*Extrait choisi*.
BAC : édition 2006, une mascarade.
Le bac 2006 n’est pas au ‘rabais’, clame-t-on, à l’unisson ! Il fallait oser le dire et ils s’y sont tous mis : du pouvoir fédérateur du bac !
Cette contre-vérité ne trompe pourtant personne, mais tout le monde trouve son intérêt dans ce mensonge. Il est tellement énorme qu’il fallait tout de même l’unanimité pour le faire passer.
En attendant, les instituts d'enseignement supérieur ne sont pas ravis de se faire repasser la patate chaude: nous n'avons pas fini d'entendre pleurer dans les facs sur les moyens insuffisants et inadaptés à la déferlante d'étudiants ignares et prétentieux, ainsi que sur l'inadaptation du système universitaire déclaré obsolète! On le serait à moins...
Les résultats du ministère de l’Education nationale.
Nouveau record pour le baccalauréat: 81,9% des lycéens candidats ont obtenu leur examen cette année contre un peu plus de 80% l'an passé, a annoncé le ministère de l'Education nationale. Les résultats -provisoires- sont meilleurs qu'en 2005 dans toutes les filières et dans toutes les académies.
Ces résultats améliorent les précédents records de réussite établis en 2005 et 2004. Ils dépassent également les 81% enregistrés en 1968.
63,8% de leur classe d'âge en 2006. Par comparaison, les bacheliers n'étaient que 29% d'une classe d'âge il y a 20 ans et à peine 63% il y a dix ans.
Dans les séries générales, 86,5% des candidats ont réussi l'examen, soit 2,6 points de mieux qu'en 2005.
La série S enregistre même un taux de 89,1% de réussite; en série ES : 84,3% ; et en L : 83,2%). Dans les séries technologiques, ils sont 77,2% (+1,1 point) à avoir été reçus et 76,8% (+1,7 point) pour le bac professionnel.
Les résultats des épreuves écrites avaient déjà été très bons, puisque 73,9% des élèves ont obtenu la moyenne à l'issue des premières épreuves. Les autres ont dû passer les épreuves du "rattrapage".
C'est l'académie de Grenoble qui enregistre les meilleurs résultats dans les séries générales, avec 91% de réussite, devant celles de Rennes (90,8%), de Nantes (90,5%) et de Strasbourg (90,2%). En bas de tableau, on retrouve l'académie de Créteil (80,7%, une misère…). Aucune académie à moins de 80,7%... Curieusement, les académies parmi les plus actives, et le plus longtemps, mobilisées contre le CPE et où les dommages ont été les plus sévères, sont parmi les mieux récompensées par des scores mirobolants qui donnent à douter de l’utilité de l’énorme investissement dans la préparation et l’administration du bac : pourquoi ne pas lui substituer un simple certificat de fin d’études ? Serait-ce le but recherché ?...

*Travail à faire*.
1) Citez le passage du texte sur le bac 2006 qui commence par « Ces résultats améliorent » et se termine par « le bac professionnel. ».
2) Résumez en deux phrases le paragraphe du texte sur le bac 2006 qui débute par « Nouveau record pour le baccalauréat », en conservant ses données principales.
3) Poursuivez le texte sur le bac 2006 à partir de sa dernière phrase.
Les items qui suivent proviennent d'une autre source.

*Lignes de données*.
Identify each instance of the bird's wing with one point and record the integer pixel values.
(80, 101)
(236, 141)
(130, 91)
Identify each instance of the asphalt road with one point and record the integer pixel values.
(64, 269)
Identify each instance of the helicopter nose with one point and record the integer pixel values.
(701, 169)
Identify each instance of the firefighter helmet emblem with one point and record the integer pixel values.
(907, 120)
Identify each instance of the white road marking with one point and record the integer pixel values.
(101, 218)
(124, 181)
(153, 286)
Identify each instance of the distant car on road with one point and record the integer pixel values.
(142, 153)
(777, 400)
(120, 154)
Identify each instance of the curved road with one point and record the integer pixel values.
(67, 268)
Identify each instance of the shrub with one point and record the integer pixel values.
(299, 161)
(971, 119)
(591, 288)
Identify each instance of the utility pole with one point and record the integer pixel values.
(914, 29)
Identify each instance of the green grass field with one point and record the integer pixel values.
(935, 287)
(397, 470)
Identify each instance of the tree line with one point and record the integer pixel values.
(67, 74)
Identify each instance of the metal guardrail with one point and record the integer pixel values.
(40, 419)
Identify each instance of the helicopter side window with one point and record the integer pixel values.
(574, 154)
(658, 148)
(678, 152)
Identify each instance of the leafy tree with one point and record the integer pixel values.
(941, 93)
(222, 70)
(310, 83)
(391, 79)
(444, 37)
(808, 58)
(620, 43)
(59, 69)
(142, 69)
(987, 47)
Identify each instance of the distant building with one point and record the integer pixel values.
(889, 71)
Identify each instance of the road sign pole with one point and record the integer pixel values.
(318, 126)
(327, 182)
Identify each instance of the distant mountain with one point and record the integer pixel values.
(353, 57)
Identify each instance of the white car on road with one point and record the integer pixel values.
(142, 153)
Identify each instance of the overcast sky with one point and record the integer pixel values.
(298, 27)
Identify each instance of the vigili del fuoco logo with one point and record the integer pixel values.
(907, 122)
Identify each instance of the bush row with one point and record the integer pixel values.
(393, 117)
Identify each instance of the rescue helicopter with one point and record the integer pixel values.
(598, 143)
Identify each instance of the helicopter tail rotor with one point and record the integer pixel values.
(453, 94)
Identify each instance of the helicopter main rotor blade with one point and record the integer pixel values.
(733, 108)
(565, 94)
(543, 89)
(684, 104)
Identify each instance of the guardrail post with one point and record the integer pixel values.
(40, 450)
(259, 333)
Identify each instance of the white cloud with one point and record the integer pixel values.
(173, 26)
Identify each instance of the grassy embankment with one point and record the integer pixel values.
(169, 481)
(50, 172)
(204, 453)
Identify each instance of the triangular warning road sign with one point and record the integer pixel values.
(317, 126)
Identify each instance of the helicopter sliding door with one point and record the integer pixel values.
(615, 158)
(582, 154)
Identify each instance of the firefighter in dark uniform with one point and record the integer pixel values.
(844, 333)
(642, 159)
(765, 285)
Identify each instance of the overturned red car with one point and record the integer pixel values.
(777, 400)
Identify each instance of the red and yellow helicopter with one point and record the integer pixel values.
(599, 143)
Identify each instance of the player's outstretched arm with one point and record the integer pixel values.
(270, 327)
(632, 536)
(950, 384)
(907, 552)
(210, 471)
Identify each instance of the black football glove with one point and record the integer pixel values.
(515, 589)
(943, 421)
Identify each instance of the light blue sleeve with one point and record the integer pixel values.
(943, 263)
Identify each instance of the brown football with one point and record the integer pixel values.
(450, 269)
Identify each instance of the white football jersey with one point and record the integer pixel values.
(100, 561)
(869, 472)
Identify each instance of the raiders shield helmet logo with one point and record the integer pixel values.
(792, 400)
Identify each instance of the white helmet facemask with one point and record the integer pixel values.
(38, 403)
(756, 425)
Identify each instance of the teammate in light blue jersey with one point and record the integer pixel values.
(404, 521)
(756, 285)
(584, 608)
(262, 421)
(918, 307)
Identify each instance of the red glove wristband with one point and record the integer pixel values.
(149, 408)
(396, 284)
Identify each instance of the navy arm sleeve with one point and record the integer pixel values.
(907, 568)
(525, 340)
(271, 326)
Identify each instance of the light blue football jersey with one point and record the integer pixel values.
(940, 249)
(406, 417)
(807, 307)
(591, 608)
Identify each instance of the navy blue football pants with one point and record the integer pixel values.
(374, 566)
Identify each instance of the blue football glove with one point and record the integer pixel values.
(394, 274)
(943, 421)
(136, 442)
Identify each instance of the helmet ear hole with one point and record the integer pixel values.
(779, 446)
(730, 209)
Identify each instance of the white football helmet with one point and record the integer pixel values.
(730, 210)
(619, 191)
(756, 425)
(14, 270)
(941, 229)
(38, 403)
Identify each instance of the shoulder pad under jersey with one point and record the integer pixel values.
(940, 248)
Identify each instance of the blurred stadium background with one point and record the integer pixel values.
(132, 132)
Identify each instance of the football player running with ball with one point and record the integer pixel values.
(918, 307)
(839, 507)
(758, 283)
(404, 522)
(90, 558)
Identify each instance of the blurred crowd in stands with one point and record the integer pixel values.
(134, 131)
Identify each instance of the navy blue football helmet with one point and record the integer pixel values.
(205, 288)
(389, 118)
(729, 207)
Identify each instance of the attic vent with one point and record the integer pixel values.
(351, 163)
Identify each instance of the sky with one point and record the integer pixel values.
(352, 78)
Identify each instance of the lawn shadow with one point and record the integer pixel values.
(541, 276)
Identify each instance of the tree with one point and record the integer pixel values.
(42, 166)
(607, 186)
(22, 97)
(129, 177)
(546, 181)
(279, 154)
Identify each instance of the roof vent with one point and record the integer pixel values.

*Corrigé*.
1)
Ces résultats améliorent les précédents records de réussite établis en 2005 et 2004. Ils dépassent également les 81% enregistrés en 1968.
63,8% de leur classe d'âge en 2006. Par comparaison, les bacheliers n'étaient que 29% d'une classe d'âge il y a 20 ans et à peine 63% il y a dix ans.
Dans les séries générales, 86,5% des candidats ont réussi l'examen, soit 2,6 points de mieux qu'en 2005.
La série S enregistre même un taux de 89,1% de réussite; en série ES : 84,3% ; et en L : 83,2%). Dans les séries technologiques, ils sont 77,2% (+1,1 point) à avoir été reçus et 76,8% (+1,7 point) pour le bac professionnel.

2) D'après le ministère de l'Éducation nationale, le baccalauréat atteint un nouveau record avec 81,9 % de lycéens candidats reçus, contre un peu plus de 80 % l'année précédente. Ces résultats provisoires dépassent ceux de 2005 dans toutes les filières et toutes les académies.

3)
Avant même les épreuves, le ministère se plaisait à garantir par avance que huit semaines de grèves contre le CPE ne suffiraient pas à dévaluer le bac. Tout le monde s’est évertué à accréditer l’idée que le gavage, les bouquins d’annales et les cours particuliers sont plus efficaces que des cours dans l’enseignement publique. On n’est pas prêts d’oublier que l’école publique n’a pas pour mission de former de jeunes esprits au raisonnement et de former leur jugement: une tête bien faite n'est plus une ambition accessible, mais une tête bien pleine n'est pas assurée. On peut se satisfaire de bachotage et obtenir ce précieux certificat de fin de cycle secondaire attestant, croyait-on parfois encore, d’un niveau respectable de connaissances, sésame pour l’enseignement supérieur. Nul besoin de connaître les rudiments de l’orthographe pour accéder à la fac à l’époque du SMS et l’EN cautionne ce progrès de l’ignorance chic, comme l’attestent les correcteurs ringards et d’autant plus horrifiés qu’ils la maîtrisent encore.
Le mouvement anti-CPE nous a également appris que l’année scolaire est trop longue et que le nombre d’heures de cours peut être sans dommages amputé. Que l’industrie des loisirs de montagne et d’ailleurs se le tiennent pour dit : un nouveau créneau s’est ouvert…
La FSU fait naturellement porter au ministère la responsabilité de la nature de certaines épreuves et de l’indulgence recommandée aux correcteurs. Son secrétaire général cite notamment l'introduction d'un QCM (questionnaire à choix multiples) où une réponse fausse n'entraîne pas de retrait de points, mais où seul l'absence de réponse est pénalisée. Si les profs de la FSU s’en émeuvent…
La FSU reproche également que le choix des sujets n’était pas fait pour inquiéter les candidats. C’est la FSU et non le ministre qui le reconnaît : "Certains collègues disent également que le bac de philo était plus facile".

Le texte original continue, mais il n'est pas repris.